Point localization data:
########
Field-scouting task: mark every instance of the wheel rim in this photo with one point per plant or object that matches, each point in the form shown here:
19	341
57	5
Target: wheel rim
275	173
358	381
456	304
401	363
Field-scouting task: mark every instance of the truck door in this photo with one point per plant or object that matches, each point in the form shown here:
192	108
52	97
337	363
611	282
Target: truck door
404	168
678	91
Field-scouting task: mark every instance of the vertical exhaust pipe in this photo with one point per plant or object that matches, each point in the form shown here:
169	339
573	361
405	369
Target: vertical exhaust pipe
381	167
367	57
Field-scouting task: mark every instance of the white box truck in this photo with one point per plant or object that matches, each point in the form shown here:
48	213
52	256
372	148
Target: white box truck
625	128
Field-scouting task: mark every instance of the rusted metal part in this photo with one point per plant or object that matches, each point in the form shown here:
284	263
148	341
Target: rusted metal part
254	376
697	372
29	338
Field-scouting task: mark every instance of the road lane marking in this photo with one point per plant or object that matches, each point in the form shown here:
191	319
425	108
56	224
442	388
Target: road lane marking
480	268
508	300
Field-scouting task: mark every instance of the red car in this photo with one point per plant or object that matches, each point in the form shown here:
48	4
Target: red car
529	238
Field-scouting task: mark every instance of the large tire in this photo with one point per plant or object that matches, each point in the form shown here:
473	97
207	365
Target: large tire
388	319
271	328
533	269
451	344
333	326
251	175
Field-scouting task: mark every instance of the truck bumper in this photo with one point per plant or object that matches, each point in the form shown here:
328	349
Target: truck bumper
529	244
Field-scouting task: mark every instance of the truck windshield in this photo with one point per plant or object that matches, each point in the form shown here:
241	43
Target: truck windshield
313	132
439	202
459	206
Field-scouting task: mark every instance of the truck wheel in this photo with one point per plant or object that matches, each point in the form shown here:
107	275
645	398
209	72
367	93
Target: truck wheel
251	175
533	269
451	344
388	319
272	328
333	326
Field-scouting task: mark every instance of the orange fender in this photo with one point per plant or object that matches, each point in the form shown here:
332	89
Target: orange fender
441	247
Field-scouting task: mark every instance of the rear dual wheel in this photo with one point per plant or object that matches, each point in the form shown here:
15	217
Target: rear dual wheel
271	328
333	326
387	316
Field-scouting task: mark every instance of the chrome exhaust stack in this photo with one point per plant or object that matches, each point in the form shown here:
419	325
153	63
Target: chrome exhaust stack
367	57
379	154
########
This exercise calls for the entries to be restated exactly.

Field-scouting task: mark every instance of the wheel rim in this photo with one point per plant or object that matches, each point in the form shown here:
19	341
57	5
Target: wheel rim
275	173
358	381
456	304
401	363
Field-scouting task: mark every instance of the truck door in this photo with one point per plant or object that matches, each point in the form shown here:
192	108
52	97
337	363
611	282
Target: truck door
404	168
678	91
Field-scouting task: mark every instance of the vertical exhaust pipe in this photo with one point per plant or object that matches, each point in the form shown here:
169	339
573	361
405	369
Target: vertical exhaust pipe
381	167
367	57
Field-scouting task: mark every instance of the white box truck in this photo with one point per plant or object that matches, each point in the form shown here:
48	213
52	256
372	148
Target: white box truck
625	128
Field-scouting task: mark every instance of the rusted metal part in this photo with one point per plant or object that matches, each point in the form shown here:
284	263
148	341
Target: rusted metal part
254	376
697	372
29	338
Field-scouting task: mark every instance of the road lane marking in this photo with one point per plant or object that matches, each point in the form shown here:
191	319
425	108
56	224
442	388
Target: road lane marking
480	268
508	300
Field-scouting task: mark every instance of the red car in this photo with one point per plant or object that matches, each point in the form shown here:
48	4
Target: red car
529	238
Field-scouting task: mark every instance of the large tire in this photo with one point per plant or object that matches, each point in the form shown here:
473	97
207	365
Target: large tire
388	319
271	328
533	269
451	344
333	326
251	175
Field-scouting task: mark every instance of the truck bumper in this photo with one point per plant or object that matches, each point in the form shown here:
328	349
Target: truck bumper
529	244
Field-scouting task: mark every instance of the truck windshield in this photo with one point per plant or object that matches, each point in the form shown here:
241	43
Target: truck windshield
313	132
439	202
459	206
Field-scouting task: mark every instance of the truck wheel in this photo with one point per plant or object that matches, each point in the form shown here:
107	275
645	398
209	72
367	93
Target: truck wheel
251	175
533	269
451	344
388	319
272	328
333	326
Field-scouting task: mark every instance of the orange fender in this photo with one point per plant or object that matches, each point in the form shown here:
332	89
Target: orange fender
441	247
Field-scouting task: mark every instance of the rear dual wheel in this photo with one point per plant or object that matches, each point in the form shown here:
15	217
Target: rear dual wheel
271	328
333	326
387	316
Field-scouting task: mark every instance of the chrome exhaust stack in this photo with one point per plant or object that matches, each point in the form shown here:
419	325
153	63
Target: chrome exhaust stack
367	57
379	154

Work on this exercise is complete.